Data supplied Start Marker

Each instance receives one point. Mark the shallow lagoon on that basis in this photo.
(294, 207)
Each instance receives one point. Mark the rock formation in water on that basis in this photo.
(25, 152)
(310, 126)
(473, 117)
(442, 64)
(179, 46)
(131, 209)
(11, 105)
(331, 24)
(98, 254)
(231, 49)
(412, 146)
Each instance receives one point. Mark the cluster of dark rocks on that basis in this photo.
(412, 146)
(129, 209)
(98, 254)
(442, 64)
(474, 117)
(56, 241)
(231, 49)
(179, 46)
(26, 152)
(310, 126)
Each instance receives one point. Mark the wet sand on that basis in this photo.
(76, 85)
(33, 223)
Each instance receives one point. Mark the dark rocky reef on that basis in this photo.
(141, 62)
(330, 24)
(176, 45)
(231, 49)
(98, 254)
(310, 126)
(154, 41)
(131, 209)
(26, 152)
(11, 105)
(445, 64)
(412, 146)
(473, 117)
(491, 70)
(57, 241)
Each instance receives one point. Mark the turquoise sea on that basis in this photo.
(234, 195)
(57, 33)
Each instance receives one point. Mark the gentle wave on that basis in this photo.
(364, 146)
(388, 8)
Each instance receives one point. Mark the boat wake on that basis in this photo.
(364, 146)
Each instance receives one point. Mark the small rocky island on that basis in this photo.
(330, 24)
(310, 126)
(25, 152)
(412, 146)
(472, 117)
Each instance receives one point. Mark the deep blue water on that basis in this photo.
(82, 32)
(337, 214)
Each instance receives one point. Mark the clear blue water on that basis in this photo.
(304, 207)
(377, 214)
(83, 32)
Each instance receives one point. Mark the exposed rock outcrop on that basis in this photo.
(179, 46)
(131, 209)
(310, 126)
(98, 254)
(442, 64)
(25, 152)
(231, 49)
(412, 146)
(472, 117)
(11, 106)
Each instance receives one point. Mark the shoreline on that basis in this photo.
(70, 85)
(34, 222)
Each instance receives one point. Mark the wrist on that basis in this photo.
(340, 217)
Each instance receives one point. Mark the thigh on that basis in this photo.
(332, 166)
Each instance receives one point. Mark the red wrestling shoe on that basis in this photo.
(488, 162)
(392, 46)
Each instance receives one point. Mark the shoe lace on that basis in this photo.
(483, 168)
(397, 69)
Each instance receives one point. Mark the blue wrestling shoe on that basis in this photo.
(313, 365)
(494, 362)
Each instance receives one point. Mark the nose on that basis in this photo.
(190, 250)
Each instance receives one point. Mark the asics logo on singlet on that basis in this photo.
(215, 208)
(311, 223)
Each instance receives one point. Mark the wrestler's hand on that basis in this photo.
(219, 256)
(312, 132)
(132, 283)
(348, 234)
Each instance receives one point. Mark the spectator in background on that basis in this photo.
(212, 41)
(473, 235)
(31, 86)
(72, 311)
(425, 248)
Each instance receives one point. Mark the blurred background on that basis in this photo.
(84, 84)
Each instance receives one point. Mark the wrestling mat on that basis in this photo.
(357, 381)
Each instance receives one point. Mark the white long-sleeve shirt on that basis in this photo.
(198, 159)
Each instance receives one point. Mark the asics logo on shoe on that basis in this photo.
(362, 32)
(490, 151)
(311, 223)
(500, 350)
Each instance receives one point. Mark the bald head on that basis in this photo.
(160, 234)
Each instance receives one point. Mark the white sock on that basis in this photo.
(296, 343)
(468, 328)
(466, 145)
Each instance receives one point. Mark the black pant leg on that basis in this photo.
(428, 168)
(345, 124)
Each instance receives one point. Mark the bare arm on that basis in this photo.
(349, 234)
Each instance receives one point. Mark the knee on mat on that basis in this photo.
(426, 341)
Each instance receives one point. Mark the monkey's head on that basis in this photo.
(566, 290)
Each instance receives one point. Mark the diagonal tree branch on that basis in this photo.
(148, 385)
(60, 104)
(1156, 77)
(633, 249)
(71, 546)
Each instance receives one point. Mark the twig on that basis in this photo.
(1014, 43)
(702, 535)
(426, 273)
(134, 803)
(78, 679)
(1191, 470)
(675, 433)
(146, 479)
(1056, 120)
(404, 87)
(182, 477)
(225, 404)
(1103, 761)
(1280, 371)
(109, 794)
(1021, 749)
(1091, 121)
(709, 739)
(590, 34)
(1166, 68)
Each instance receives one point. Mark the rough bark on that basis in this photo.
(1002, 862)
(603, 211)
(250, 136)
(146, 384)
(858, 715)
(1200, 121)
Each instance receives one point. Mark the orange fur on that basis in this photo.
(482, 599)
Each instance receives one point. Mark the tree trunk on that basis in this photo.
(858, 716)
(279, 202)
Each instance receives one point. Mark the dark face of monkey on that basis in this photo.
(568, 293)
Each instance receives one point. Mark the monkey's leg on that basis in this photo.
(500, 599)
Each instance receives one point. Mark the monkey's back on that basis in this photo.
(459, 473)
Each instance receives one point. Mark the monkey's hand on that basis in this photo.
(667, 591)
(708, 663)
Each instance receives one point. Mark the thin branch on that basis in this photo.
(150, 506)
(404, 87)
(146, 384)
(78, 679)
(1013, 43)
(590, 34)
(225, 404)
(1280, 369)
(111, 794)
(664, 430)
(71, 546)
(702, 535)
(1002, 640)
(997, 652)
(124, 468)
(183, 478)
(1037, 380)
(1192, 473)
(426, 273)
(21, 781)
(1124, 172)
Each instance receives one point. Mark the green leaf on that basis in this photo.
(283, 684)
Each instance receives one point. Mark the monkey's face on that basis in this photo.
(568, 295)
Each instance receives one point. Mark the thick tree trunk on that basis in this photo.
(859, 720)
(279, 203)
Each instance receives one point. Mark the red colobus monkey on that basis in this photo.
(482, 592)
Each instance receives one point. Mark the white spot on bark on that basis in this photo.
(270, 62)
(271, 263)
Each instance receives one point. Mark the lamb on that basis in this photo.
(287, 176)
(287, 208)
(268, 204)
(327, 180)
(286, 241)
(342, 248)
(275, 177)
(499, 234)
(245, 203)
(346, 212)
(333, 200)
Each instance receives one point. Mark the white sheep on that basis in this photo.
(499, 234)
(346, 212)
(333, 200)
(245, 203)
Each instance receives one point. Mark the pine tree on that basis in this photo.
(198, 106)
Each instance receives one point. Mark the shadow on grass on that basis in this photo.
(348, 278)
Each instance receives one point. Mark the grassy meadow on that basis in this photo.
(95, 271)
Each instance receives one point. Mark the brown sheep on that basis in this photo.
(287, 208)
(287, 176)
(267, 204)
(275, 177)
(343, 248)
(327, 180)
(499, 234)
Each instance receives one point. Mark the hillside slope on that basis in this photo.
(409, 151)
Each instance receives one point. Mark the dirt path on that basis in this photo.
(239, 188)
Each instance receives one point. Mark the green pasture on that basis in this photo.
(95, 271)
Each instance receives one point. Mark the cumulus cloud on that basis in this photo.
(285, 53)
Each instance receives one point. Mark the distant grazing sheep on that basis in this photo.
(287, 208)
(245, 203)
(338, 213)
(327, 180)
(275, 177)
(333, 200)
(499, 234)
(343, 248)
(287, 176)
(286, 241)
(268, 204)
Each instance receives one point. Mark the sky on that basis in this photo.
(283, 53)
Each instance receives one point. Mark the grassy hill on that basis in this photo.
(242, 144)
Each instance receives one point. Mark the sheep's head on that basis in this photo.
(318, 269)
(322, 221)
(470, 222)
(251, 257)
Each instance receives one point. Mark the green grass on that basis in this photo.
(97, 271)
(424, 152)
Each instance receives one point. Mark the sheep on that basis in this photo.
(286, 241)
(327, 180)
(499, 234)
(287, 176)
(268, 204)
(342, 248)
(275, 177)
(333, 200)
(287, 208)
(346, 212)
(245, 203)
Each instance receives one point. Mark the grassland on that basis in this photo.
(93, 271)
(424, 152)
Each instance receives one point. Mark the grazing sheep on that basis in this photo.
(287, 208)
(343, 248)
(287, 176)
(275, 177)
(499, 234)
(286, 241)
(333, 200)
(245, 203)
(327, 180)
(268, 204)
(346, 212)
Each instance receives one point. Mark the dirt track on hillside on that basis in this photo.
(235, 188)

Data supplied End Marker

Copy exactly the lines that begin with the one containing "Each instance receives one point. Mark the grazing" and continue to the end of the records, both included, and nothing more.

- Answer box
Each instance receives one point. Mark the grazing sheep on that basis in this photo.
(287, 208)
(343, 248)
(287, 176)
(275, 177)
(499, 234)
(286, 241)
(333, 200)
(245, 203)
(327, 180)
(268, 204)
(346, 212)
Each instance receives one point. Mark the dirt track on hillside on that basis in this photo.
(235, 188)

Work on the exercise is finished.